Coordinate annotation records:
# # # # #
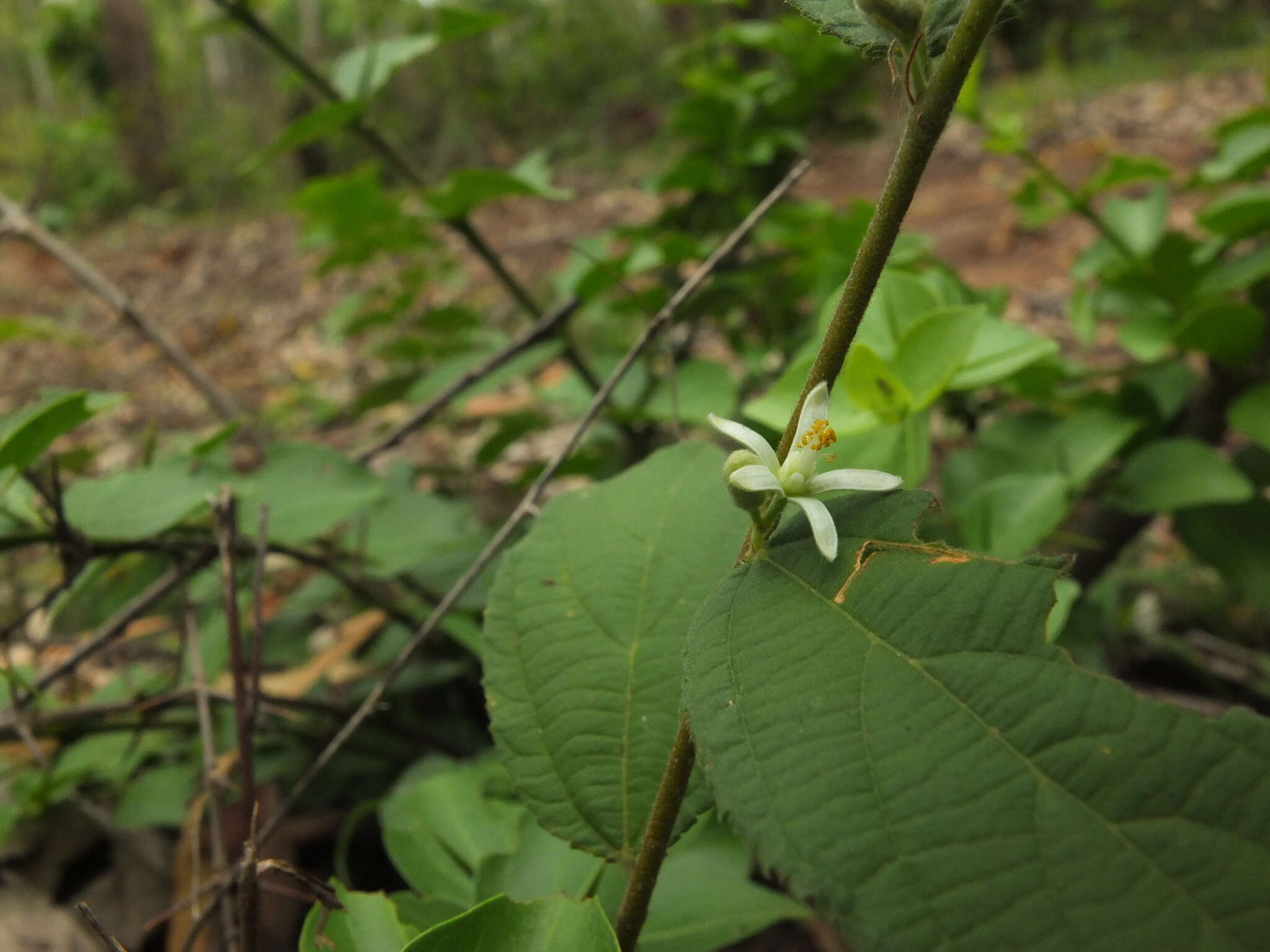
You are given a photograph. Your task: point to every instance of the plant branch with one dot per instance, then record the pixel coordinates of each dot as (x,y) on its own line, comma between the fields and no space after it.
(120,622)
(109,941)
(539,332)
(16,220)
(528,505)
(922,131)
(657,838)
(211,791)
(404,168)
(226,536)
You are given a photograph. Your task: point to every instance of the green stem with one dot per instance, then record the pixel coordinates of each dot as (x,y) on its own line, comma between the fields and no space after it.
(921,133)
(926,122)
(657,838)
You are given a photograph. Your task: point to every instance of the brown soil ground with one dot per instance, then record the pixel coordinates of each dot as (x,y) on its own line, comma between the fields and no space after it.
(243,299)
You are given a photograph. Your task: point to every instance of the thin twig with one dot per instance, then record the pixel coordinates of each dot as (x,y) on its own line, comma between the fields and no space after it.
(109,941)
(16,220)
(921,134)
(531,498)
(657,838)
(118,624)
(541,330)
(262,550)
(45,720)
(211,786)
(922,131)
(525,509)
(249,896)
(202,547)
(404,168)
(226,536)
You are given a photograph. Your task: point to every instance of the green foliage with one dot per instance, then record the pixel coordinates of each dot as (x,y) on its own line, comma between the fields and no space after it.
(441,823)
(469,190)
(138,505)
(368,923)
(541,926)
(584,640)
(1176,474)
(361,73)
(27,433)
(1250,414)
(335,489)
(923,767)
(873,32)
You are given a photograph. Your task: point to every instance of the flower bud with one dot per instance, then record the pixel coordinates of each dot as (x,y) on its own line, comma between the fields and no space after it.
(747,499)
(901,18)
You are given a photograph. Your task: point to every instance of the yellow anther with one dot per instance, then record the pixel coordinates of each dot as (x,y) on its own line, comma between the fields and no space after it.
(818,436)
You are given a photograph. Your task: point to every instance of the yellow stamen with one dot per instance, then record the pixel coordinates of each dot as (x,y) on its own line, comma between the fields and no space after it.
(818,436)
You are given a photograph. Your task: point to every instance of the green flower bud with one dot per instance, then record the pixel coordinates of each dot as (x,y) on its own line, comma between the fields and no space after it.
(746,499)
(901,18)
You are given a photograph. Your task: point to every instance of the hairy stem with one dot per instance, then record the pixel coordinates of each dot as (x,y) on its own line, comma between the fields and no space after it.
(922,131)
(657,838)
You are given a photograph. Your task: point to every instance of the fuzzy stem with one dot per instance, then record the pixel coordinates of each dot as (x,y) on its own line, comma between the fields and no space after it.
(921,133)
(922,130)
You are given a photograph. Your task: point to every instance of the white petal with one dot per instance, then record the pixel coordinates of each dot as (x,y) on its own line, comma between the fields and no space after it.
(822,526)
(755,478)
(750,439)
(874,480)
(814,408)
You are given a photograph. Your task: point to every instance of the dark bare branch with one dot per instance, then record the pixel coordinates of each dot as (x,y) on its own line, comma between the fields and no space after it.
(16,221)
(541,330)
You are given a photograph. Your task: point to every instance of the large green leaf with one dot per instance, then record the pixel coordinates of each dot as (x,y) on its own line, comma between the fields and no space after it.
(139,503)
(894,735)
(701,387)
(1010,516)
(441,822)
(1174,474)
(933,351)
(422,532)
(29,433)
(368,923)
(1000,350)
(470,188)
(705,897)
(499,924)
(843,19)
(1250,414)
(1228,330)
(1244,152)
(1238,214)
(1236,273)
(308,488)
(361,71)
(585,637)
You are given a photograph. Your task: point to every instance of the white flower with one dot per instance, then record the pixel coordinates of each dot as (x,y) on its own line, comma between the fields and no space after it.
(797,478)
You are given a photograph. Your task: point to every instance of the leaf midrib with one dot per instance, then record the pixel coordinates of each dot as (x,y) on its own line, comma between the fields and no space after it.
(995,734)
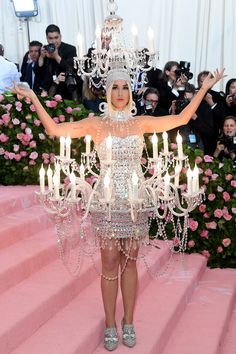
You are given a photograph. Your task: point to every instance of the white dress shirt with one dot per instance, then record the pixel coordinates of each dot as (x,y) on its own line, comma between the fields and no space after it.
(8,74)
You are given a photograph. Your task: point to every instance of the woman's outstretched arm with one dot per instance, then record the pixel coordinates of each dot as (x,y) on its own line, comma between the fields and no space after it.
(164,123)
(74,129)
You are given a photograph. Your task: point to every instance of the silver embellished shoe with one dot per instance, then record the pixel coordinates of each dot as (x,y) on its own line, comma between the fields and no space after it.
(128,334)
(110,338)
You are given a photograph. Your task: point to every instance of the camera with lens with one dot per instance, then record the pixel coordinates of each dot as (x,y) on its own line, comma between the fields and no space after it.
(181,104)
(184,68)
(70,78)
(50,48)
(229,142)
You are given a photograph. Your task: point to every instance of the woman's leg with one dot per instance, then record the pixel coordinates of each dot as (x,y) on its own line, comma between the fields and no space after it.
# # # # #
### [GIVEN TASK]
Restate the full listing verbatim and drop every picture.

### [SOLUTION]
You are given a photograph. Your task: point to every instance of the plant branch with one dot per instance, then record the pixel coordinates of each dot as (x,y) on its own line, comma between the fields and no space after it.
(120,622)
(109,941)
(539,332)
(16,220)
(528,505)
(922,131)
(657,838)
(211,791)
(404,168)
(226,536)
You are given a photograph. Your task: point to every instance of the green stem with one dot per instance, then record the pixel coordinates of each dot as (x,y) on its own line, comma between the fields and no space after it.
(921,133)
(926,122)
(657,838)
You are given a photograph. Your task: point to every instance of the brown soil ground with one dot per instance, then record the pixel coordinates of each dot as (x,y) on its own line, comma between the fields and no space after it.
(243,299)
You are given a photograph. Your task: point to every instance of the thin twig with one dot per instance, then record the pixel coordinates of each dot as (x,y) on its own line, comma between the fields and no space after it.
(109,941)
(16,220)
(921,134)
(531,498)
(657,838)
(118,624)
(541,330)
(262,550)
(45,720)
(211,786)
(922,131)
(525,509)
(249,896)
(202,547)
(404,168)
(226,536)
You are given a photograph. Your task: point to every instance of the green foliage with one dot per instance, then record the pixel coordinates of each dot as (x,y) on its own line, comma between the fields and no space after it.
(441,823)
(469,190)
(138,505)
(368,923)
(541,926)
(584,640)
(1176,474)
(361,73)
(27,433)
(1250,414)
(335,489)
(923,767)
(873,32)
You are given a photograph. Your task: point to every instance of the flower bud with one dot per instance, then record the pixel coordinates of each dot as (x,y) on its own line, comma between the fields and no space after it.
(747,499)
(901,18)
You are given a photograph. Your task: point to every instance of the yellow anther with one dot per instance, then record the pixel coordinates of each dot as (x,y) on its own line, comma between the fields and no space after it.
(818,436)
You are given a photograph. Your task: point to every instance of the yellow stamen with one dot per instance, then record the pixel coordinates of each dot as (x,y) on its own line, comma between the fields and no space after it.
(818,436)
You are given a photograph. Your task: point to every instance of the green flower bud with one dot per instance, then record the pixel coordinates of each dot as (x,y) on its own line, comma between the fields and no space after it.
(746,499)
(901,18)
You are given a photograph. Your task: point to every instance of the hairy stem with one dot per instance, then record the pixel coordinates of each dot as (x,y) on its own line, comma between the fields and no space after it.
(922,131)
(657,838)
You are given a photograph. Your task: point to every instance of the fuzzy stem with one dot per instance, then record the pixel coordinates of each dot as (x,y) on its own line, comma between the fields and no space after it.
(921,133)
(922,130)
You are given a photograph. Your task: point to every instance of the white petal with one dot per instance, then record the pixel coordinates of each dot as (x,y) on its own line, comma between the fields and no space after it.
(822,526)
(755,478)
(750,439)
(874,480)
(814,408)
You are given a photograph. Your task: point to every instance of the dark bare branch with one dot per instance, then record the pixel coordinates of each dot as (x,y) on its own line, comma between the fields and no space after it.
(16,221)
(541,330)
You are given a photograph. Your task: point to every instance of the large green leaf with one dot per instance, then record the pixel coordinates of each dot as (x,y) on its own line, comma between the fields and no space after it.
(139,503)
(894,735)
(701,387)
(1010,516)
(441,822)
(1174,474)
(933,351)
(422,532)
(29,433)
(368,923)
(1000,350)
(470,188)
(705,897)
(499,924)
(843,19)
(1250,414)
(1228,330)
(1244,152)
(1238,214)
(1236,273)
(308,488)
(361,71)
(585,637)
You are given a photograph. Your task: point to every instance of the white flower with one dot per instance, then record the pixel coordinates of each dot as (x,y) on its own line, comma between the fields and no space after it.
(797,478)
You are given a photograph. Your task: point to every instance of the leaf midrib with one dot per instance, then record the pixel coordinates of each dot as (x,y) on its own line, comma between the fields and no space after it.
(995,734)
You are given a photograph. Your task: point to every instance of the white dress shirt with one dot per instance, then record the pixel coordinates of each dot as (x,y) on its own line, comma between the fields and no space after it.
(8,74)
You are given a photograph. Your task: point to every instance of the woman's outstretched arm with one dot per instance, then record the pixel coordinates of each dot as (x,y) on its own line, comma between the fields and no space after it.
(164,123)
(74,129)
You are given a photograph. Your task: point to every instance of the silver embellished shoe with one dot per instance, then record the pixel coordinates of each dot as (x,y) on its own line, comma between the fields and no space after it.
(128,334)
(110,338)
You are given a photograph. Your task: point to every instance of the camera with lens with one dot per instance, then record the pixel coordinates of each dot as (x,y) on its own line, comma between the fields and no space after it.
(181,104)
(184,68)
(70,78)
(50,48)
(229,142)
You are given a photograph. Your task: point to every instance of the woman's leg with one dot per instance, then record the pixel coordinates of each dot as (x,y) on its own line, comma between the fields and no space after it.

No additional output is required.